→ Passage to read
(begin)
AWARDED TO AWARD DATE NUMBER OF SHARES OF RESTRICTED STOCK MARKET PRICE ON DATE OF AWARD

EX-10.1 3 deluxe071770_ex10-1.htm RESTRICTED STOCK AWARD AGREEMENT Exhibit 10.1 to Deluxe Corporation Form 10-Q for Period Ended March 31, 2007

Exhibit 10.1

 

DELUXE
CORPORATION


RESTRICTED STOCK AWARD AGREEMENT
(Non-Employee Director Grants)

 

AWARDED TO

AWARD DATE

NUMBER OF SHARES OF RESTRICTED STOCK

MARKET PRICE ON DATE OF AWARD


 


 


 


 

 

1.

The Award. Deluxe Corporation, a Minnesota corporation (“Deluxe”), hereby grants to you as of the above Award Date the above number of restricted shares of Deluxe common stock, par value $1.00 per share (the “Shares”) on the terms and conditions contained in this Restricted Stock Award Agreement (this “Agreement”) and the Deluxe Corporation 2000 Stock Incentive Plan, as amended (the “Plan”).
(end)
→ Task instructions
1) In the Deluxe restricted stock agreement, rewrite the part from "AWARDED TO AWARD" to "(Non-Employee Director Grants)", changing "Non-Employee Director" to "Employee".
2) Add the next few sentences to the Deluxe restricted stock agreement, picking up after its last sentence.
The records come from a different source.

→ Excerpted records
(begin)
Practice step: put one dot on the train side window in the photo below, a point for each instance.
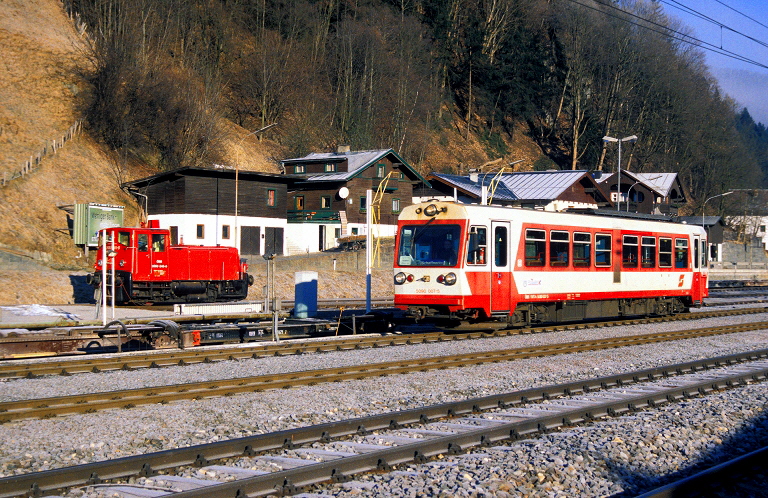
(500, 248)
(477, 245)
(582, 249)
(629, 251)
(559, 243)
(158, 242)
(602, 249)
(665, 253)
(535, 247)
(124, 238)
(648, 252)
(681, 253)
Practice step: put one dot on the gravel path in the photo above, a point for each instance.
(623, 455)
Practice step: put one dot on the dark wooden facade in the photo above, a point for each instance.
(212, 191)
(318, 199)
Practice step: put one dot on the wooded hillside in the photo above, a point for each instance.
(449, 84)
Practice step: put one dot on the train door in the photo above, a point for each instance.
(698, 281)
(501, 278)
(143, 257)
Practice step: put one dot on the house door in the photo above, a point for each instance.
(273, 240)
(501, 278)
(250, 241)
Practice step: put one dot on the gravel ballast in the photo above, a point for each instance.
(625, 454)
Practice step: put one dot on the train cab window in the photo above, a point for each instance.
(629, 251)
(602, 249)
(681, 253)
(665, 253)
(582, 249)
(559, 244)
(500, 246)
(124, 238)
(535, 247)
(477, 245)
(158, 242)
(428, 245)
(648, 252)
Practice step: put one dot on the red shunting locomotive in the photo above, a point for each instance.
(149, 269)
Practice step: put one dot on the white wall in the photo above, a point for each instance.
(212, 227)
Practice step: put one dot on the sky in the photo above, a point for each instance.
(745, 82)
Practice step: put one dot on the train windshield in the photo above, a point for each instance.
(429, 245)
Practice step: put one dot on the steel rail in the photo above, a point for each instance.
(15, 369)
(149, 464)
(86, 403)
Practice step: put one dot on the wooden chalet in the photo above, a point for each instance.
(198, 206)
(649, 193)
(555, 190)
(328, 195)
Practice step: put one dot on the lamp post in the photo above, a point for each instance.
(237, 175)
(631, 138)
(703, 206)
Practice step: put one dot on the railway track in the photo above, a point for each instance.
(337, 451)
(88, 403)
(15, 369)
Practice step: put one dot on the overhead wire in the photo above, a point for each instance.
(667, 31)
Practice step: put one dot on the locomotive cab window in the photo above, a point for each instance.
(648, 252)
(535, 247)
(158, 242)
(602, 249)
(477, 245)
(429, 245)
(681, 253)
(143, 242)
(582, 249)
(124, 238)
(629, 251)
(665, 253)
(559, 244)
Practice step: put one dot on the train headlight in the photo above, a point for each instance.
(449, 279)
(430, 210)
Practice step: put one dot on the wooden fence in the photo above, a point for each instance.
(34, 160)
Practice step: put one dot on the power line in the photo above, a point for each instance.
(667, 31)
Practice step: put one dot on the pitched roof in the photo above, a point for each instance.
(517, 186)
(357, 161)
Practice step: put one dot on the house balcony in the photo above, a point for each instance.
(313, 216)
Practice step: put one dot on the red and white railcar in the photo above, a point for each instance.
(459, 262)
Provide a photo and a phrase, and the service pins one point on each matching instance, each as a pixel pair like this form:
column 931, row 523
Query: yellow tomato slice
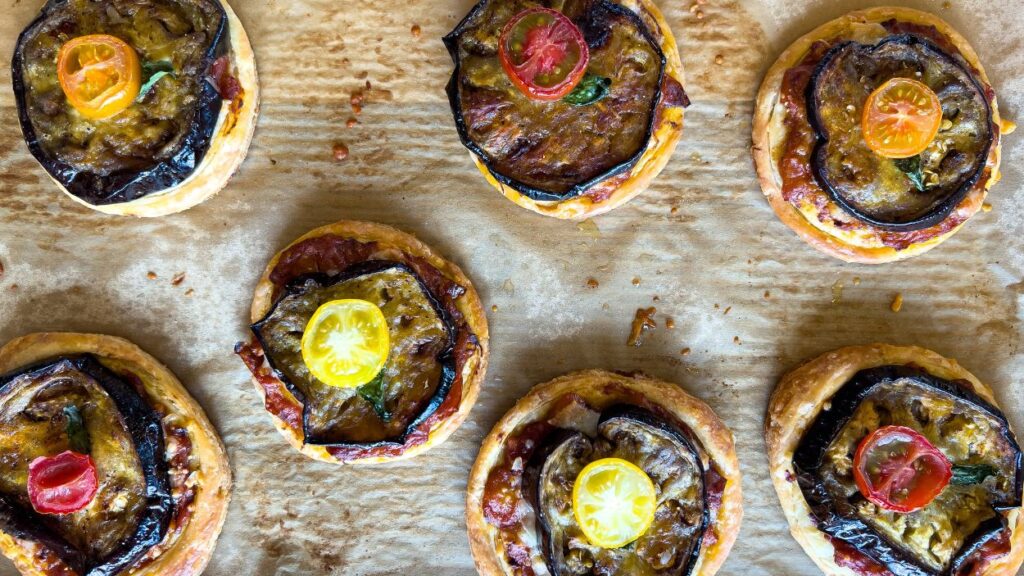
column 346, row 342
column 901, row 118
column 99, row 74
column 613, row 502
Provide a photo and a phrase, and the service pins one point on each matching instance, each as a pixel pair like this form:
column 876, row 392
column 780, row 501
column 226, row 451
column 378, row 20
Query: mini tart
column 212, row 136
column 620, row 182
column 340, row 260
column 189, row 505
column 507, row 534
column 784, row 137
column 806, row 402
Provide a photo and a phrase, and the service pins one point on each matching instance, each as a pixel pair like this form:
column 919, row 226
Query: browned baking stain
column 897, row 302
column 642, row 322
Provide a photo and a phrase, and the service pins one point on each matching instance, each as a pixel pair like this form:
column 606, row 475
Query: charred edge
column 810, row 452
column 531, row 475
column 446, row 358
column 125, row 187
column 821, row 138
column 144, row 426
column 455, row 100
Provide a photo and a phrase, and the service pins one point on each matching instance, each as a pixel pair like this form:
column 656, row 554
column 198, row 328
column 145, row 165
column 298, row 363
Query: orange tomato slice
column 901, row 118
column 99, row 74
(end)
→ Responses to the exercise
1)
AWARDED TO AWARD DATE NUMBER OF SHARES OF RESTRICTED STOCK MARKET PRICE ON DATE OF AWARD

EX-10.1 3 deluxe071770_ex10-1.htm RESTRICTED STOCK AWARD AGREEMENT Exhibit 10.1 to Deluxe Corporation Form 10-Q for Period Ended March 31, 2007

Exhibit 10.1

 

DELUXE
CORPORATION


RESTRICTED STOCK AWARD AGREEMENT
(Employee Grants)

2)
 

2.

Restricted Period. The Shares are subject to the restrictions contained in this Agreement and the Plan for a period (the “Restricted Period”) commencing on the Award Date and ending on the first-year anniversary of the Award Date, subject to the provisions of Section 4 below.

 

3.

Restrictions. The Shares shall be subject to the following restrictions during the Restricted Period:

 

 

(a)

The Shares shall be subject to forfeiture to Deluxe as provided in this Agreement and the Plan.

 

 

(b)

The Shares may not be sold, assigned, transferred or pledged during the Restricted Period. You may not transfer the right to receive the Shares, other than by will or the laws of descent and distribution, and any such attempted transfer shall be void.

 

 

(c)

The Shares will be issued in your name, either by book-entry registration or issuance of a stock certificate, which certificate will be held by Deluxe. If any certificate is issued, the certificate will bear an appropriate legend referring to the restrictions applicable to the Shares.

 

 

(d)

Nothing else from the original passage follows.